+++ Records supplied

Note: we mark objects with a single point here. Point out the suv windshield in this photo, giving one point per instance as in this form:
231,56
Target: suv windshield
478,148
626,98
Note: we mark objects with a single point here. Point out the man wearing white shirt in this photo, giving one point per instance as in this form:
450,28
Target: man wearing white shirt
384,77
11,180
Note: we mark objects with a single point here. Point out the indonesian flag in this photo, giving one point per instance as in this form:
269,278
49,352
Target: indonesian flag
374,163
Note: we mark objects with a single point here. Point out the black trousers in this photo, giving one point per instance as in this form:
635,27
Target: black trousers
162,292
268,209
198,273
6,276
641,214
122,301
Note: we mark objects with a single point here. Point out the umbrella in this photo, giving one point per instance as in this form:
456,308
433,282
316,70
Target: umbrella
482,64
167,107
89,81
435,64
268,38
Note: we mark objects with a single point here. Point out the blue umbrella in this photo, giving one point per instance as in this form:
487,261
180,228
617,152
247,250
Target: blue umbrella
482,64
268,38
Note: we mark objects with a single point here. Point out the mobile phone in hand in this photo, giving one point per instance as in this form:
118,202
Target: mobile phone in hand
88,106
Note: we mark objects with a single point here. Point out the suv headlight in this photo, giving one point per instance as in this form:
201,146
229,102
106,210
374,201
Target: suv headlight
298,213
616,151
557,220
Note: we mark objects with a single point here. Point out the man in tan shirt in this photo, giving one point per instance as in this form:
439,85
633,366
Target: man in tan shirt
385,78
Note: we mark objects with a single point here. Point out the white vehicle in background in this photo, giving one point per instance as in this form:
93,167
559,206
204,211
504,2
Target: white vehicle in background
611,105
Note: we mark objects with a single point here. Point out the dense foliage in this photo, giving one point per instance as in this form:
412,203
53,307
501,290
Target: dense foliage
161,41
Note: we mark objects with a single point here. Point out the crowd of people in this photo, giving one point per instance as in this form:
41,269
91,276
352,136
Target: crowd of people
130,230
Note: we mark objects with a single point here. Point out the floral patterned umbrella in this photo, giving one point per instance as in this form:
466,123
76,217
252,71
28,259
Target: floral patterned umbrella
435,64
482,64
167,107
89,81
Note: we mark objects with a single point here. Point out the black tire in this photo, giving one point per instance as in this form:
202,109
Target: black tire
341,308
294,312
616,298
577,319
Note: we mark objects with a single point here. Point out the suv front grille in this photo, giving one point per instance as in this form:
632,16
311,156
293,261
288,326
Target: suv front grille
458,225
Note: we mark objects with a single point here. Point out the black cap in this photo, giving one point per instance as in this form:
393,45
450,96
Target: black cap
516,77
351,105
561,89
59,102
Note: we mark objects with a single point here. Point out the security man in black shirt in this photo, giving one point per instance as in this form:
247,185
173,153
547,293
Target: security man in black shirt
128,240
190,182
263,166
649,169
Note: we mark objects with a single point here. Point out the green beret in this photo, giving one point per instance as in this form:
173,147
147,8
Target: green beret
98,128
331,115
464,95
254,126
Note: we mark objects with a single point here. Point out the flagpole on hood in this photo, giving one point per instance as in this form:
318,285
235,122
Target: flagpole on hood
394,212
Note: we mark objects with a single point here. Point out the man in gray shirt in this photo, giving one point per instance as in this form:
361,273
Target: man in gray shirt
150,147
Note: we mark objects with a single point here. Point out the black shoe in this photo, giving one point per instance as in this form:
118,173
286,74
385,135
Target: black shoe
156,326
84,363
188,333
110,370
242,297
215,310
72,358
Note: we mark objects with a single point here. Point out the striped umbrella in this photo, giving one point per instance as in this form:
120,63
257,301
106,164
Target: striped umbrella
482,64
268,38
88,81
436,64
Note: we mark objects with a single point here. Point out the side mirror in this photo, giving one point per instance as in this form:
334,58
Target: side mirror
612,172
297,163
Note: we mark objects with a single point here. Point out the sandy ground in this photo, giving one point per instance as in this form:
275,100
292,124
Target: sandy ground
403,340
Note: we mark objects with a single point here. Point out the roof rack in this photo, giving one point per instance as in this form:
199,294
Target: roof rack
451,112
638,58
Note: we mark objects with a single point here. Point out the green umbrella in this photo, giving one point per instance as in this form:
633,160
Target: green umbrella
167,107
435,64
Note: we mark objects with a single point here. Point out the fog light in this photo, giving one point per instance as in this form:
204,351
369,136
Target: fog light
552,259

++++++

## Your objective
Rewrite every line from the one containing "the green umbrella" through the end of the items, both included, with the requests and their sample points left as they are. Multiply each coordinate in the answer points by 1.4 and round to whole numbers, halves up.

## The result
Note: we mark objects with a single point here. Point out the green umbrella in this photo, giving one point per instance as in this form:
633,160
Target: green umbrella
234,150
609,90
Note: we mark objects with a single point here. Point out the fog light in this photo, giving one point per instance as in this form:
204,351
369,136
Target: fog light
773,363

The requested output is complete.